*RECORDED INFORMATION*.
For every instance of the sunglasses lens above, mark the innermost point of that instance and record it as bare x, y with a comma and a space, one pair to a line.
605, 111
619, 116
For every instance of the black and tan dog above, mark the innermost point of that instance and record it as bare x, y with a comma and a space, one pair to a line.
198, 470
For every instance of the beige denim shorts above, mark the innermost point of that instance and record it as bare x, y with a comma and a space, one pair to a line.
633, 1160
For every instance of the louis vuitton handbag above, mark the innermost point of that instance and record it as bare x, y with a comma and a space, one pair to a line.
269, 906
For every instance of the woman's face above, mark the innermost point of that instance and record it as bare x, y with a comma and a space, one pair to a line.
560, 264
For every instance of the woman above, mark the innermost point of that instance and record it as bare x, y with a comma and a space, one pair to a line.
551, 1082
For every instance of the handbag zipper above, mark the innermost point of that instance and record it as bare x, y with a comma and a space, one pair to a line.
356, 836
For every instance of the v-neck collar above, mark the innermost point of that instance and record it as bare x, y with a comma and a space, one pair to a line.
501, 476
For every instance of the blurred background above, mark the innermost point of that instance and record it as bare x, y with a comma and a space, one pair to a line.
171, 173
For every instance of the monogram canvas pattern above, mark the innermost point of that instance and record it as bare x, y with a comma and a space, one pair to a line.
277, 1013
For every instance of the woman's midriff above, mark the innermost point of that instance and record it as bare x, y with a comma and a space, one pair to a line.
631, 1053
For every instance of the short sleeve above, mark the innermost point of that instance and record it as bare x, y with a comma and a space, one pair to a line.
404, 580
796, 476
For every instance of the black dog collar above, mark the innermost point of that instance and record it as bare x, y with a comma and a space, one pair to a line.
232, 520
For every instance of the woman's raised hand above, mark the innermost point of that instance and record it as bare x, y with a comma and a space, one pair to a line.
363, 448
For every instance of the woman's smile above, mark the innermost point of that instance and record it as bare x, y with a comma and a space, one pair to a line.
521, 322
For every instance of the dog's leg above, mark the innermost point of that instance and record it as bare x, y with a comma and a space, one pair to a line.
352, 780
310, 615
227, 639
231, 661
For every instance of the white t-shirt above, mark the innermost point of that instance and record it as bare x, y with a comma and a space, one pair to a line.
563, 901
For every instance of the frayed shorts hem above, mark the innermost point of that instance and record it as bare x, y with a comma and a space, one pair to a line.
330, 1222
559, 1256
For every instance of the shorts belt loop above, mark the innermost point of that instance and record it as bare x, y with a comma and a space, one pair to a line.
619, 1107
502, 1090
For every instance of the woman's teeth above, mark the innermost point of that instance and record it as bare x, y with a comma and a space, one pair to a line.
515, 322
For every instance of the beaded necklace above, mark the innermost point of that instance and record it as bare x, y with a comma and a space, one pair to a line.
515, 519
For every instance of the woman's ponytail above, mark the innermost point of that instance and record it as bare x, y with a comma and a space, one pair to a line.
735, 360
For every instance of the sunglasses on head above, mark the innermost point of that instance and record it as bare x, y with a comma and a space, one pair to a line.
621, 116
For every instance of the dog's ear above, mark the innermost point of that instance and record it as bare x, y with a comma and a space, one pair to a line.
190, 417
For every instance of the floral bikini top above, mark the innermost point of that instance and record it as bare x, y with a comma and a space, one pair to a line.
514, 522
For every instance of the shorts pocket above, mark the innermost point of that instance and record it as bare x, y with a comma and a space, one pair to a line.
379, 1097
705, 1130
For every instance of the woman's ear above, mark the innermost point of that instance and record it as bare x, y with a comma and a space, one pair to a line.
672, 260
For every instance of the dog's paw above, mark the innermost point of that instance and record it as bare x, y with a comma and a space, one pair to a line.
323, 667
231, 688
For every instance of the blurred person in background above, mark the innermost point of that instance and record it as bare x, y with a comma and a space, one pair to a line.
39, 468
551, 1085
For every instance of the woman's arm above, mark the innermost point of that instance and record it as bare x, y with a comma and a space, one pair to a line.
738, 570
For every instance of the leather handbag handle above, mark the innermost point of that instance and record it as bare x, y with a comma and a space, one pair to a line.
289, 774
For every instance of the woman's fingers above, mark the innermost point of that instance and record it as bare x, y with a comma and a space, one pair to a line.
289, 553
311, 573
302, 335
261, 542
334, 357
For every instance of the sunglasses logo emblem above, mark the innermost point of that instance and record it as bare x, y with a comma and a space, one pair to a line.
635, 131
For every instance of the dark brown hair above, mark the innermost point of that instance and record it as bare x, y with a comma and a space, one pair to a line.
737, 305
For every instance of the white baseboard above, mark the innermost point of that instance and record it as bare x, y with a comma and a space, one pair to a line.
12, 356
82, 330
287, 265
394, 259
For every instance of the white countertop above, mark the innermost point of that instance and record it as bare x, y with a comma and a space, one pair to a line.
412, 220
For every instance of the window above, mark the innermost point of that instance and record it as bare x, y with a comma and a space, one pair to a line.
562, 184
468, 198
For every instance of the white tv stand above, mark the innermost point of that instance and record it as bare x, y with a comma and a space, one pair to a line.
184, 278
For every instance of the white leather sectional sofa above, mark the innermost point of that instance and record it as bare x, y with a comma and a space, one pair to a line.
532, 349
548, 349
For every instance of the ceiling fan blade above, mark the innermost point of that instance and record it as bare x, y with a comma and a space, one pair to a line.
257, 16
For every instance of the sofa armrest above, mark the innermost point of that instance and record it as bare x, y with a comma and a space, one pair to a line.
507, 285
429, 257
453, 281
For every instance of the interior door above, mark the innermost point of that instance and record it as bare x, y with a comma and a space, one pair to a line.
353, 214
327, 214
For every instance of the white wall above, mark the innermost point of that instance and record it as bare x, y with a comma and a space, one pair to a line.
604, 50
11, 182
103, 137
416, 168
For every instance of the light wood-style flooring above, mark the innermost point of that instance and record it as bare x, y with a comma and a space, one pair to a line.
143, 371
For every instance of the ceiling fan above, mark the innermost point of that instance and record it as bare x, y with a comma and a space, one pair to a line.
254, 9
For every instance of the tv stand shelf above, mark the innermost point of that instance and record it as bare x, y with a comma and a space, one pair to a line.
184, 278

*JOB*. Restate the data above exactly, keeping each word as it stands.

*ANSWER FOR THE TASK*.
For every instance of the sunglasses lens above, mark the innermost point of that instance and record it as bare x, y with a comma and a space, one pair to a line.
605, 111
619, 116
For every instance of the black and tan dog above, mark the innermost point of that instance and record it as bare x, y with a comma and a space, one pair to a line.
198, 470
For every instance of the beige denim shorts above, mark the innermost point of that instance and record it as bare x, y with a comma and a space, one pair to a line.
633, 1160
For every instance of the louis vuitton handbag above, mark the innermost point of that instance and record it as bare x, y with a comma and a space, one pair to a line.
269, 906
For every instance of the woman's face above, mark the innermost point of that instance and record it as bare x, y with a comma and a space, one pair to a line.
560, 264
For every instance of the woman above, mark the innermost point of that instance and record it as bare x, y with a comma and a space, one pair to a line.
551, 1082
For every instance of the handbag zipper above, mark the innermost point of that instance and record it as bare x, y with a comma and a space, one pair to a line.
356, 836
For every instance of the v-neck collar above, mark the innermost point of that instance and record it as bare x, y with a comma and a space, one pair to a line.
501, 476
For every instance of the blurred background above, mark the innermost point of that instance and record it as bare x, y with a comma and a space, one pair to a line.
171, 173
For every instance of the monogram canvas pattern above, mark the innermost point of that instance and record it as bare x, y with a comma and a space, one pair to a line.
277, 1013
For every instance of the woman's midriff above, mark the innermost point of that instance and record it as bare x, y with a comma and a space, one pair to a line.
631, 1053
For every instance of the short sleeve above, mark the innermost point of that instance and record it as bare x, y with a comma and a space, one pair to a line.
404, 580
796, 476
For every instance of the black dog collar above, mark the innermost point of that instance and record it as bare x, y with a comma and a space, one pair to a line.
232, 520
For every instance of the woman's raised hand above, mark the innermost point of that instance and record it as bare x, y with a comma and a space, one pair to a line.
363, 448
For every instance of the woman's smile above, mark the innermost point of that instance and record it as bare x, y with a comma and a space, one pair to a line.
521, 322
For every instance of the dog's leg above, mark the innermost point of that instance and record it as bare x, y with a comma and a space, one pair to a line.
352, 780
310, 615
227, 639
231, 661
For every instance of the white t-shirt above, mark the innermost point of that instance and record it as bare x, y with a comma and a space, one pair to a line.
563, 901
For every instance of the frayed shorts hem above, mark the innermost point of that instance and record it as bare x, y with a comma and a space, one pair to a line.
330, 1222
559, 1256
For every instance of the shorts belt loop above, mark the innermost point of that instance and record it as bare x, y with a comma and a space, one pair to a line.
619, 1107
502, 1090
For every instance of the woman's teeth above, mark the innermost point of that instance and record it as bare x, y with a comma and a space, one pair to a line.
515, 322
For every instance of the beaded necklace above, mark the innermost point of that instance and record it as bare x, y with a comma and a space, one pair to a line.
515, 519
For every instance of the woman's ponytail above, mark the innermost point of that instance and record it as bare x, y with a comma and a space, one pair to a line.
735, 360
For every instance of the sunglasses on head above, mark the innermost point of that instance and record it as bare x, y with a comma and a space, one pair to a line.
621, 116
For every instance of the dog's ear above, mark the innermost point of that instance and record it as bare x, y with a comma and a space, one pair to a line.
190, 417
For every instance of the floral bikini top above, mark the innermost point of that instance and record it as bare x, y with a comma and a space, one pair to a line.
514, 522
For every instance of the shorts pocket above, mark the innermost point of that instance and record it as bare x, y with a comma and a space, one pair to a line.
379, 1097
705, 1130
For every instance of the woman's ear above, mark the innermost point of that instance and record it as bare x, y with a comma and a space, one pair to a line.
672, 260
For every instance of the dog's paw above, mark the innermost point of that instance and record it as bare x, y with a comma and a space, one pair to a line.
323, 667
231, 688
For every instance of the blurred person in background above, mark the innermost point of that instance and record it as bare x, y with a comma and a space, one pair to a line.
39, 468
551, 1085
For every instance of the woman's arm above, mark the innermost point of that instance and record it as bare x, y with a comma and a space, one pair to a line.
738, 570
For every instance of the leather handbag handle above, mark the innermost point of that instance and record it as bare x, y with a comma and a space, one pair to a line.
289, 774
For every instance of the woman's fingers above, mark the innermost point of that instance and record it as bare x, y with a comma and a space, one pair to a line.
289, 553
311, 573
302, 335
261, 542
334, 357
For every instance of the sunglasses logo emblem above, mark the innermost point of that instance and record it as bare x, y with a comma and a space, one pair to a line.
635, 131
For every instance of the dark brown hair above, mark the innermost point of that instance and record it as bare x, y with a comma and a space, one pair to a line.
737, 305
For every instance of the white baseboard above, mark the innermost point of that instance and record it as bare x, y with a comma and a space, one pair to a line.
12, 356
82, 330
287, 265
394, 259
For every instance of the white countertop above, mark the innermost point of that instance and record it as bare x, y with a comma and a space, one pair to a line.
412, 220
For every instance of the window above, mark the innermost point of that instance and record it as bare x, y with a comma and a space, one pair to a line.
562, 184
468, 198
For every instance of the white tv stand above, mark the innermost point of that instance and record it as bare x, y with a comma and a space, one pair to a line.
184, 278
For every instance of the white leather sectional sofa above, mark the innermost point of that instance and record it as bare x, y with a comma and a space, one pair to a line.
532, 349
548, 349
For every instance of the ceiling fan blade above, mark the innermost point of that instance and record it as bare x, y with a comma and a space, one pair to a line.
257, 16
For every instance of the sofa armrest above, mark the innermost point of that instance and record it as bare x, y with a comma and a space, one pair to a line.
507, 285
429, 257
453, 281
For every instance of the interior door above, mark the innermost point of that instance and record it as bare x, y with a comma and a space, one pair to a line.
353, 214
327, 214
For every instance of the white wall above, mark the innermost point of that instance and record it as bare x, y with a comma and a space, one pair to a line.
604, 50
11, 182
103, 137
416, 168
For every instance of the light wood-style flooring above, mark the innermost point of that instance and record it as bare x, y with a comma and a space, one pair to a line.
143, 371
For every instance of the ceiling fan above, mark the innermost point of that instance and record it as bare x, y with a comma and a space, one pair to a line.
254, 9
For every instance of the tv stand shelf above, mark the innermost point of that instance and record it as bare x, y with a comma and a space, one pair to a line.
184, 278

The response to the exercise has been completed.